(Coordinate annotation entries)
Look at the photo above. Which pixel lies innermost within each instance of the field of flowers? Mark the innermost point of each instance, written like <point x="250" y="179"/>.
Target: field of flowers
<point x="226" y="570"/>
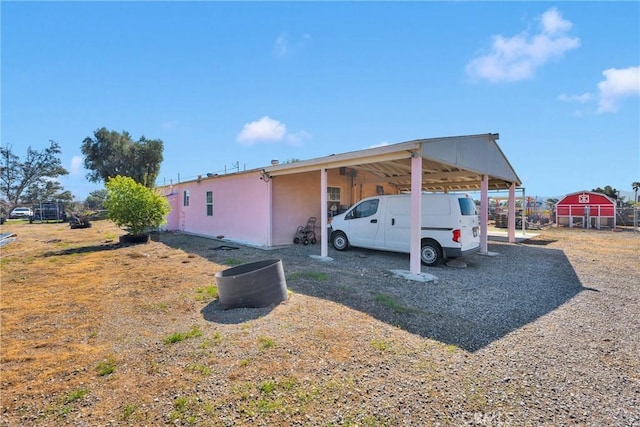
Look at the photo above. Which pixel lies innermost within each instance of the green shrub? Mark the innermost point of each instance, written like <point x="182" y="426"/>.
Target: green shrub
<point x="133" y="206"/>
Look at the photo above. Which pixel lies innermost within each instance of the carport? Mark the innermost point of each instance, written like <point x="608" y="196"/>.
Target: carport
<point x="456" y="163"/>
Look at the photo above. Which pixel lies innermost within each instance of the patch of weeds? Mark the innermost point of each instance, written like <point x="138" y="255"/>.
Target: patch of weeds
<point x="288" y="383"/>
<point x="74" y="395"/>
<point x="265" y="343"/>
<point x="127" y="411"/>
<point x="391" y="303"/>
<point x="106" y="367"/>
<point x="206" y="293"/>
<point x="181" y="336"/>
<point x="313" y="275"/>
<point x="267" y="387"/>
<point x="183" y="408"/>
<point x="381" y="345"/>
<point x="65" y="410"/>
<point x="160" y="307"/>
<point x="198" y="367"/>
<point x="211" y="341"/>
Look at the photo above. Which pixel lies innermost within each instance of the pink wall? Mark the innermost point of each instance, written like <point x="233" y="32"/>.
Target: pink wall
<point x="240" y="208"/>
<point x="241" y="205"/>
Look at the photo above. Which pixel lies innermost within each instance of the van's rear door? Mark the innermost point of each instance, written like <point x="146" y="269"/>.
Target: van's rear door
<point x="469" y="224"/>
<point x="364" y="223"/>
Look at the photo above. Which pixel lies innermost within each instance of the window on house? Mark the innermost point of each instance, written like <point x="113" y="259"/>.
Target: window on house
<point x="333" y="200"/>
<point x="333" y="194"/>
<point x="209" y="203"/>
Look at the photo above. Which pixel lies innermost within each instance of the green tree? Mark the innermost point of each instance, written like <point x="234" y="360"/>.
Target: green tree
<point x="20" y="179"/>
<point x="133" y="206"/>
<point x="110" y="153"/>
<point x="95" y="200"/>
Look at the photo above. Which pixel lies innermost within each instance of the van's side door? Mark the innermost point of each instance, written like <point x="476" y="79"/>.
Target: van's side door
<point x="364" y="223"/>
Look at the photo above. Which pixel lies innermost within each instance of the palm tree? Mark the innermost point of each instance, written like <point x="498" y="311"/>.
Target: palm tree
<point x="636" y="186"/>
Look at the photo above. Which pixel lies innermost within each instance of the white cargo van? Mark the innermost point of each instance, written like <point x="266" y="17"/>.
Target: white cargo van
<point x="449" y="226"/>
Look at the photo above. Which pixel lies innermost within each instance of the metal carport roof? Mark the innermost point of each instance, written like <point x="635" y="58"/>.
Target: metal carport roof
<point x="455" y="163"/>
<point x="471" y="162"/>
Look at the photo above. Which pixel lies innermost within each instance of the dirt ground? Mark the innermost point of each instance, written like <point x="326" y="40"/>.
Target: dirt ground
<point x="96" y="333"/>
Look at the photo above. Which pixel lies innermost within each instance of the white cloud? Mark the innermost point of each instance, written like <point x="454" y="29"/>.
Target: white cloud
<point x="519" y="57"/>
<point x="77" y="164"/>
<point x="617" y="84"/>
<point x="581" y="99"/>
<point x="265" y="129"/>
<point x="283" y="46"/>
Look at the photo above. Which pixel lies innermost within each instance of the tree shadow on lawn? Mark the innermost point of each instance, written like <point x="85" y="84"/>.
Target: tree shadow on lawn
<point x="467" y="307"/>
<point x="84" y="249"/>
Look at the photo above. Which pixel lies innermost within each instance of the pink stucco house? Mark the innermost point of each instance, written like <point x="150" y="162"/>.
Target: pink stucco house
<point x="265" y="206"/>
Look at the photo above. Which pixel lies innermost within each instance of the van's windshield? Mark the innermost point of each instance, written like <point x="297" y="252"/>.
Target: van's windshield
<point x="467" y="206"/>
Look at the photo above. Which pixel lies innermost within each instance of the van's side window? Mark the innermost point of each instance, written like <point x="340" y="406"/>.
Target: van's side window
<point x="364" y="209"/>
<point x="467" y="206"/>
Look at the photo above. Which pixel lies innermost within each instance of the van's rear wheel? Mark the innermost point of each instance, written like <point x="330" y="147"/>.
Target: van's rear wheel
<point x="431" y="253"/>
<point x="340" y="241"/>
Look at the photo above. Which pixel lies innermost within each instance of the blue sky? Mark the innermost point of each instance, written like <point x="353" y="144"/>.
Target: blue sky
<point x="242" y="83"/>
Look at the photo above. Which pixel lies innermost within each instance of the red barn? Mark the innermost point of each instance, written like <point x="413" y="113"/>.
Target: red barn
<point x="586" y="209"/>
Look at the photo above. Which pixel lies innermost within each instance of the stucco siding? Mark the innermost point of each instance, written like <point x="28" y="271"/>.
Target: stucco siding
<point x="240" y="208"/>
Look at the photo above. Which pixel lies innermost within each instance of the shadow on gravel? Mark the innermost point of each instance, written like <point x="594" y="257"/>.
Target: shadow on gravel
<point x="212" y="312"/>
<point x="84" y="249"/>
<point x="467" y="307"/>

Exercise details
From the listing above, print every entry precisely and drop the pictures.

Written answer
Look at the photo above. Which pixel lies innermost within each instance of the field of flowers? Mark the innermost point of each instance, written like <point x="250" y="179"/>.
Target: field of flowers
<point x="226" y="570"/>
Look at the photo above. Which pixel lies innermost within each instance of the green shrub? Mark the innermost point of each instance, written like <point x="182" y="426"/>.
Target: green shrub
<point x="133" y="206"/>
Look at the photo above. Which pixel lies innermost within each instance of the carport? Mark the innermost point of each instance, written like <point x="608" y="196"/>.
Target: carport
<point x="456" y="163"/>
Look at the photo above. Which pixel lies innermost within each instance of the patch of weeds? Mark the innermost point of each instance, written like <point x="138" y="255"/>.
Target: patch of weeds
<point x="288" y="383"/>
<point x="74" y="395"/>
<point x="265" y="343"/>
<point x="127" y="411"/>
<point x="391" y="303"/>
<point x="106" y="367"/>
<point x="206" y="293"/>
<point x="181" y="336"/>
<point x="313" y="275"/>
<point x="267" y="387"/>
<point x="183" y="408"/>
<point x="381" y="345"/>
<point x="65" y="410"/>
<point x="160" y="307"/>
<point x="198" y="367"/>
<point x="211" y="341"/>
Look at the photo above. Which pixel lies innermost within each instance of the pink wall? Mark the innermost point of each instance, written like <point x="233" y="32"/>.
Target: pink wall
<point x="240" y="208"/>
<point x="241" y="205"/>
Look at the photo above. Which pixel lies innermost within each instance of the van's rear door? Mark the innermost point of each instance, written like <point x="146" y="269"/>.
Target: van's rear door
<point x="469" y="224"/>
<point x="364" y="223"/>
Look at the photo above. Which pixel lies innermost within each instance of the window on house? Mark the innermost point of each instance, written like <point x="113" y="259"/>.
Target: window on house
<point x="333" y="200"/>
<point x="333" y="194"/>
<point x="209" y="203"/>
Look at the photo above. Which pixel lies innermost within each instance of the green tree? Mark the innermost point of each instance, written like <point x="234" y="360"/>.
Target: green tree
<point x="20" y="179"/>
<point x="133" y="206"/>
<point x="110" y="153"/>
<point x="95" y="200"/>
Look at the photo above. Which pixel lies innermost within each instance of the van's side door? Mark the innermost point of each instance, written like <point x="476" y="79"/>.
Target: van's side door
<point x="364" y="223"/>
Look at the photo above. Which pixel lies innermost within each instance of the palm tree? Mark the innermost point of each instance, written like <point x="498" y="311"/>.
Target: palm tree
<point x="636" y="186"/>
Look at the photo above. Which pixel lies innermost within each instance of the white cargo van? Mark the innermost point of each instance, written like <point x="266" y="17"/>.
Target: white cargo van
<point x="449" y="226"/>
Look at the photo above. Which pixel lies innermost within each instance of the metal carport roof? Mark the innermost point of each instance, written like <point x="635" y="58"/>.
Target: metal carport roof
<point x="455" y="163"/>
<point x="471" y="162"/>
Look at the photo above. Which pixel lies innermost within each instance of the dirt ground? Mark the innermost point of each instance, written like <point x="326" y="40"/>.
Target: dirt ground
<point x="96" y="333"/>
Look at the photo above. Which pixel lies innermost within each instance of the white cloud? Mark the innermost point of each instance, written like <point x="454" y="29"/>.
Target: white cloud
<point x="519" y="57"/>
<point x="77" y="164"/>
<point x="617" y="84"/>
<point x="581" y="99"/>
<point x="265" y="129"/>
<point x="283" y="46"/>
Look at the photo above. Which pixel lies innermost within each instance of the tree shadow on lawn? Mark the innermost point of each instance, written like <point x="85" y="84"/>.
Target: tree shadow on lawn
<point x="467" y="307"/>
<point x="84" y="249"/>
Look at the photo above. Which pixel lies innermost within each instance of the pink stucco house? Mark the innermost point of each instance, written like <point x="150" y="162"/>.
Target: pink stucco house
<point x="265" y="206"/>
Look at the photo above. Which pixel lies innermost within each instance of the van's windshield? Mark the innermost point of each instance, written like <point x="297" y="252"/>.
Target: van's windshield
<point x="467" y="206"/>
Look at the photo above. Which pixel lies innermost within each instance of the van's side window? Mark the innermost point of each instance, written like <point x="340" y="406"/>.
Target: van's side window
<point x="364" y="209"/>
<point x="467" y="206"/>
Look at the photo above. Which pixel lies innermost within each instance of the van's rear wheel? Mark the innermost point of each instance, written like <point x="330" y="147"/>.
Target: van's rear wheel
<point x="431" y="253"/>
<point x="340" y="241"/>
Look at the photo above. Which pixel lies innermost within each instance of the blue sky? Mark the innermost point of each instance, written like <point x="353" y="144"/>.
Target: blue sky
<point x="242" y="83"/>
Look at the photo above. Which pixel lies innermost within each instance of the red barn? Mark the innermost point of each instance, written like <point x="413" y="113"/>.
Target: red barn
<point x="586" y="209"/>
Look at the photo above. Which pixel lies innermost within each instance of the stucco siding? Mark the innermost point of each instance, written like <point x="28" y="271"/>.
Target: stucco siding
<point x="240" y="208"/>
Look at the photo above. Which pixel lies innermost within each instance of the shadow on gravel? Mark the innermost point of each instance, written like <point x="594" y="257"/>.
Target: shadow on gravel
<point x="212" y="312"/>
<point x="84" y="249"/>
<point x="467" y="307"/>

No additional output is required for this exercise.